## Set task:
Find each line in the records below that contains the word "sign", and copy those lines out in full.

## Exercise data:

# # # # # # #

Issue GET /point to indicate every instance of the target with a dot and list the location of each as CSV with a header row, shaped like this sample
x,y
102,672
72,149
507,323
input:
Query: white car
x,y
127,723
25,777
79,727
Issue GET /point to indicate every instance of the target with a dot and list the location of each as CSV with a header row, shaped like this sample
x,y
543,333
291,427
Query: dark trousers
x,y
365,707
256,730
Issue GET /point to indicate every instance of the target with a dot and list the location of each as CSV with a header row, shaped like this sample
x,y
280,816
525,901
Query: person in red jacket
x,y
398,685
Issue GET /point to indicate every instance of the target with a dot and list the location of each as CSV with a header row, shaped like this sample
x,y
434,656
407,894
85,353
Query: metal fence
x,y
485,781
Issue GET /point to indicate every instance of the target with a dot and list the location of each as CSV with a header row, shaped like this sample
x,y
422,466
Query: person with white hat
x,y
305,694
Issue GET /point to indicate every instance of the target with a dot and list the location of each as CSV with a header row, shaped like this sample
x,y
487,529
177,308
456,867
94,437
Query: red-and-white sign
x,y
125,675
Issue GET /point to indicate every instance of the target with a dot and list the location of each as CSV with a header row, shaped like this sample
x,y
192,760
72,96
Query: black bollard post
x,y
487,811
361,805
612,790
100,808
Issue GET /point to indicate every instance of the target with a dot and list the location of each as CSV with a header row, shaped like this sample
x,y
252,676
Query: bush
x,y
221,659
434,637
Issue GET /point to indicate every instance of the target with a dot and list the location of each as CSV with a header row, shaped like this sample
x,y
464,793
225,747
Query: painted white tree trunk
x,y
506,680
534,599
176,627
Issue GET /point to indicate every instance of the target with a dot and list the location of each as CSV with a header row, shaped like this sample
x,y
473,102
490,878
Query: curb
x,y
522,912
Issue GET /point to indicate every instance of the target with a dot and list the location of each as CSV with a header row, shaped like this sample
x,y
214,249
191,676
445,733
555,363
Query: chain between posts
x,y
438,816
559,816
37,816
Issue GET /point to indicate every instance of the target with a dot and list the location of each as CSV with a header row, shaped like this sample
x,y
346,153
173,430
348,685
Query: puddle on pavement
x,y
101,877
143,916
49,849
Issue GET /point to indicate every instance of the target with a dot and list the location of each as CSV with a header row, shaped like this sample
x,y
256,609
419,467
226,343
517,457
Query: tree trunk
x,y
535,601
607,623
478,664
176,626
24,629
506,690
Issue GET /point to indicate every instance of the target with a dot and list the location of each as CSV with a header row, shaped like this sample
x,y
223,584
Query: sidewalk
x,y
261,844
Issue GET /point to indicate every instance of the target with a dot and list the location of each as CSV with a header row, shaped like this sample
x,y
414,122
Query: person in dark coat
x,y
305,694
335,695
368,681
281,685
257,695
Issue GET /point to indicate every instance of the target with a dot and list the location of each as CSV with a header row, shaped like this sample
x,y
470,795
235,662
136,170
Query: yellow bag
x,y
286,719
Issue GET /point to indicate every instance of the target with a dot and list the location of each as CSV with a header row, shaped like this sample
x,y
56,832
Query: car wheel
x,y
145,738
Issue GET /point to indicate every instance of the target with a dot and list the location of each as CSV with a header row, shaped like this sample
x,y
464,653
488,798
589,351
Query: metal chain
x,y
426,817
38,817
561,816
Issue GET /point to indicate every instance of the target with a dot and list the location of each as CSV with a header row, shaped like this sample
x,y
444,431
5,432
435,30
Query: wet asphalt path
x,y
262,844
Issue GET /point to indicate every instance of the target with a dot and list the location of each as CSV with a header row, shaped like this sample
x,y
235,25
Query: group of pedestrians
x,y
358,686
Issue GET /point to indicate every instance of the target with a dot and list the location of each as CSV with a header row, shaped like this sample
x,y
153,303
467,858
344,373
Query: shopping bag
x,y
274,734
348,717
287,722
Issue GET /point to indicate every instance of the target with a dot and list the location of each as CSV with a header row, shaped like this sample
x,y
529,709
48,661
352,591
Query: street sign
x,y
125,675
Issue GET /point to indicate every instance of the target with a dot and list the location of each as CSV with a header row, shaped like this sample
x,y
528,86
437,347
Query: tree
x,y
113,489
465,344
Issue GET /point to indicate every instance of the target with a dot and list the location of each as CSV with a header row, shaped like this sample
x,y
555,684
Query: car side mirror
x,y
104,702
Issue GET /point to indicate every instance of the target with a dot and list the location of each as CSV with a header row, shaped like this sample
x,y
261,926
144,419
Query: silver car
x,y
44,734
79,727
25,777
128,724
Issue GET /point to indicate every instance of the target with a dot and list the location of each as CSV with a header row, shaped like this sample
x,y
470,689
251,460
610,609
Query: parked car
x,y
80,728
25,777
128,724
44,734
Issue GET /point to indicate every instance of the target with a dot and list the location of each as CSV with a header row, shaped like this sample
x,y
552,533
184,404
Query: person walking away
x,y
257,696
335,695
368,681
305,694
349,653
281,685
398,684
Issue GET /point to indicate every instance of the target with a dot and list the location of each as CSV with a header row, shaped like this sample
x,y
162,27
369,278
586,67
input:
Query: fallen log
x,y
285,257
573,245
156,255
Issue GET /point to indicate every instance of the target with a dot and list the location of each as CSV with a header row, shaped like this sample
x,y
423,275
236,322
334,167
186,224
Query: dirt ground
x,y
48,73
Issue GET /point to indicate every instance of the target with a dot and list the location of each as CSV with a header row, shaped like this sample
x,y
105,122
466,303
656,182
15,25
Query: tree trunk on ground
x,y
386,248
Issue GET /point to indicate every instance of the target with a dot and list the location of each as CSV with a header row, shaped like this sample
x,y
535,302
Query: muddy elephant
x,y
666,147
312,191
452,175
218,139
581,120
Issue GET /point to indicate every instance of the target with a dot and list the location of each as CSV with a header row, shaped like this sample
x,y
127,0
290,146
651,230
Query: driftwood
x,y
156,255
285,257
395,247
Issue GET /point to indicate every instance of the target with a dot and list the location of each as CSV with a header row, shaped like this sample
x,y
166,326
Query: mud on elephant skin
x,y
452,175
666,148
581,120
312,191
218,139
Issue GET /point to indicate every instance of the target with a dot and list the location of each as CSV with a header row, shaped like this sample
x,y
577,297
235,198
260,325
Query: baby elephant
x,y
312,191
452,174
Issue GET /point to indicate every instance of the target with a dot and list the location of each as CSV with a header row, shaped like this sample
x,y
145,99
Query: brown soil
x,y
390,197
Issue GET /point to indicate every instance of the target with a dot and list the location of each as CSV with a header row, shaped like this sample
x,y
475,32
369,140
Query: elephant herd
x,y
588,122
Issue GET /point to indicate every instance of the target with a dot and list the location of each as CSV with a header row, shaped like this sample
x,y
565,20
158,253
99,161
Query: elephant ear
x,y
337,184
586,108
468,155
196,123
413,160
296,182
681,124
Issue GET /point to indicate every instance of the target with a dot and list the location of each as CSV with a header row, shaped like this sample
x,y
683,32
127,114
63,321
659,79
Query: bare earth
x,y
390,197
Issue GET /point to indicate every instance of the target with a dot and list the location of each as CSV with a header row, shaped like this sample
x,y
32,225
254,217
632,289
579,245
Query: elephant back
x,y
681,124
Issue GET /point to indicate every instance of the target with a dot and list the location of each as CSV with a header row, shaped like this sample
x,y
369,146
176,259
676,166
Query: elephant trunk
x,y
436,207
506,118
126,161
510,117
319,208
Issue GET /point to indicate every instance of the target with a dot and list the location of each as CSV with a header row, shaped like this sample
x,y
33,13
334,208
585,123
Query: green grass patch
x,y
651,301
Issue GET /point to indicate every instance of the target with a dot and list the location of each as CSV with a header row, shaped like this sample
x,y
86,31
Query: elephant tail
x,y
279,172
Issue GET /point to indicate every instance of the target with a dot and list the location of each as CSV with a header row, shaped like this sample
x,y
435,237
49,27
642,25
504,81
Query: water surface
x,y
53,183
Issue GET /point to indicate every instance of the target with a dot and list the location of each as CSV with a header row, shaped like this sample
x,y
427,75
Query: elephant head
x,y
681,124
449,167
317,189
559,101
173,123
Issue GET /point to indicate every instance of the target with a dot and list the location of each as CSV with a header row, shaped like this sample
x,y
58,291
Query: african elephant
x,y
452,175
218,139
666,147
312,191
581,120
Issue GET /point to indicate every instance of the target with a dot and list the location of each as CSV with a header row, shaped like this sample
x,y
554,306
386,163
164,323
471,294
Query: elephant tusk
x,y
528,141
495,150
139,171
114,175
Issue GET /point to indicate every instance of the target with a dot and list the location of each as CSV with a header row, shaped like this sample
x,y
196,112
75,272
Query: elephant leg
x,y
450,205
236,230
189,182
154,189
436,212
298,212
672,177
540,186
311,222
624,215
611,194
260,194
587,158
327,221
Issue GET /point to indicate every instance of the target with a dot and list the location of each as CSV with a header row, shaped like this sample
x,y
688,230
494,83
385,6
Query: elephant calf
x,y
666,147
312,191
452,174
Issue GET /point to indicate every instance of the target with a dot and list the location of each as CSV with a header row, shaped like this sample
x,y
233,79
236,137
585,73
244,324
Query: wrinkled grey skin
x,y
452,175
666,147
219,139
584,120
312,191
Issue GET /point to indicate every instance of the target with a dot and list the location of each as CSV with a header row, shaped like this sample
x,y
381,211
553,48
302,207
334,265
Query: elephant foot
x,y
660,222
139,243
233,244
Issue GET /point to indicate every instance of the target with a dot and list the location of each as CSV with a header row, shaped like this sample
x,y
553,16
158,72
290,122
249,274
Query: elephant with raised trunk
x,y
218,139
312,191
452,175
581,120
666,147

# # # # # # #

## Problem solution:
Query: red-and-white sign
Query: street sign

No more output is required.